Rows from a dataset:
* * * *

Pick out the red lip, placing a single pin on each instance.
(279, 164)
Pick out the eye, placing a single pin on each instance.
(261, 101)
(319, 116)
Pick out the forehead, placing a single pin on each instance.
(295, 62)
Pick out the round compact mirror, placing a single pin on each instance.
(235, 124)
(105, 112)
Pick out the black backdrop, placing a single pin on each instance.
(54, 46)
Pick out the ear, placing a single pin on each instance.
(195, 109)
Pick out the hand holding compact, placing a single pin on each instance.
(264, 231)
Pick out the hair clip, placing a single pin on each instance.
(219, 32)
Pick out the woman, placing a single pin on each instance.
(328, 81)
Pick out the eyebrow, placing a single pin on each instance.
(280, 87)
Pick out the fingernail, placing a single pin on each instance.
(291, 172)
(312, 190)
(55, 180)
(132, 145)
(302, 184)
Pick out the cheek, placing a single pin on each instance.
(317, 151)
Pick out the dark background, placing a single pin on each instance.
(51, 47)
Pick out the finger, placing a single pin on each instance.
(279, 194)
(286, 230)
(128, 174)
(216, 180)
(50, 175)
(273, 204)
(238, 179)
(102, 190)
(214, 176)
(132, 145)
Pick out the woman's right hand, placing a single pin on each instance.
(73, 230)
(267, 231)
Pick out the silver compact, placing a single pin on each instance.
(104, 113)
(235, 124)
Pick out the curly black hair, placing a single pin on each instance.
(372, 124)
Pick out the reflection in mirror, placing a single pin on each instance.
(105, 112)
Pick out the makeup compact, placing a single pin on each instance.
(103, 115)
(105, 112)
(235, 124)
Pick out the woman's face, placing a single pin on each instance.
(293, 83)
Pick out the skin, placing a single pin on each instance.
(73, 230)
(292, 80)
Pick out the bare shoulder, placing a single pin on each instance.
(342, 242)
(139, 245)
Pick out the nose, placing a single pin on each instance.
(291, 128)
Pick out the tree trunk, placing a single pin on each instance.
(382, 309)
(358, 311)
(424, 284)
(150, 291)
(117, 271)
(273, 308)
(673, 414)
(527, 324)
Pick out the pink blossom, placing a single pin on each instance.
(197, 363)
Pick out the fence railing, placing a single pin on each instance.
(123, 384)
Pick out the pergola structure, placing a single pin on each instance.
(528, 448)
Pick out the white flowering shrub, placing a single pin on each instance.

* * * *

= GOAL OF THE EXERCISE =
Reproduce every line of the listing above, from first to last, without changing anything.

= RESPONSE =
Pick out the red lip, placing a single pin on each instance.
(279, 164)
Pick out the eye, placing a single pin on each instance.
(261, 101)
(319, 116)
Pick out the forehead, placing a single pin on each instance.
(295, 62)
Pick out the round compact mirror, placing a single pin on each instance.
(235, 124)
(105, 112)
Pick out the black backdrop, placing a single pin on each instance.
(54, 46)
Pick out the ear, placing a single pin on each instance.
(195, 109)
Pick out the hand holding compact, placing a single pin on each instance.
(264, 231)
Pick out the hair clip, placing a single pin on each instance.
(219, 32)
Pick out the woman, placing a single pin on each instance.
(328, 81)
Pick out the eyebrow, placing a single pin on each instance.
(280, 87)
Pick out the fingernail, placing a single pin on each instance.
(291, 172)
(312, 190)
(55, 180)
(132, 145)
(302, 184)
Pick out the cheek, placing a single pin on each instance.
(317, 151)
Pick out the dark background, placing a single pin on each instance.
(51, 47)
Pick out the finger, placing a single pin on each instance.
(279, 194)
(286, 230)
(128, 174)
(216, 180)
(50, 175)
(273, 204)
(238, 179)
(102, 190)
(214, 176)
(132, 145)
Pick out the woman's right hand, placing a single pin on each instance.
(73, 230)
(267, 231)
Pick out the silver compact, placing a single pin on each instance.
(104, 113)
(235, 124)
Pick out the curly black hair, placing a single pin on each instance.
(372, 124)
Pick out the reflection in mirror, placing a single pin on each instance.
(105, 112)
Pick out the makeup compact, placing a single pin on each instance.
(103, 115)
(105, 112)
(235, 124)
Pick out the woman's face, placing a single pin on each instance.
(293, 83)
Pick out the skin, placing a single pin on each instance.
(73, 230)
(292, 80)
Pick out the bare shoulder, placing a single pin on each instance.
(342, 242)
(139, 245)
Pick out the nose, placing a single pin on each instance.
(291, 128)
Pick out the tree trunk, placing a single pin on each instance.
(382, 309)
(358, 311)
(424, 284)
(150, 291)
(117, 271)
(273, 308)
(673, 414)
(527, 324)
Pick out the pink blossom, placing a single pin on each instance.
(197, 363)
Pick out the fence railing, placing a single pin on each instance.
(123, 384)
Pick out the pergola structure, placing a single pin on each instance.
(528, 448)
Pick out the white flowering shrub, placing a single pin on each instance.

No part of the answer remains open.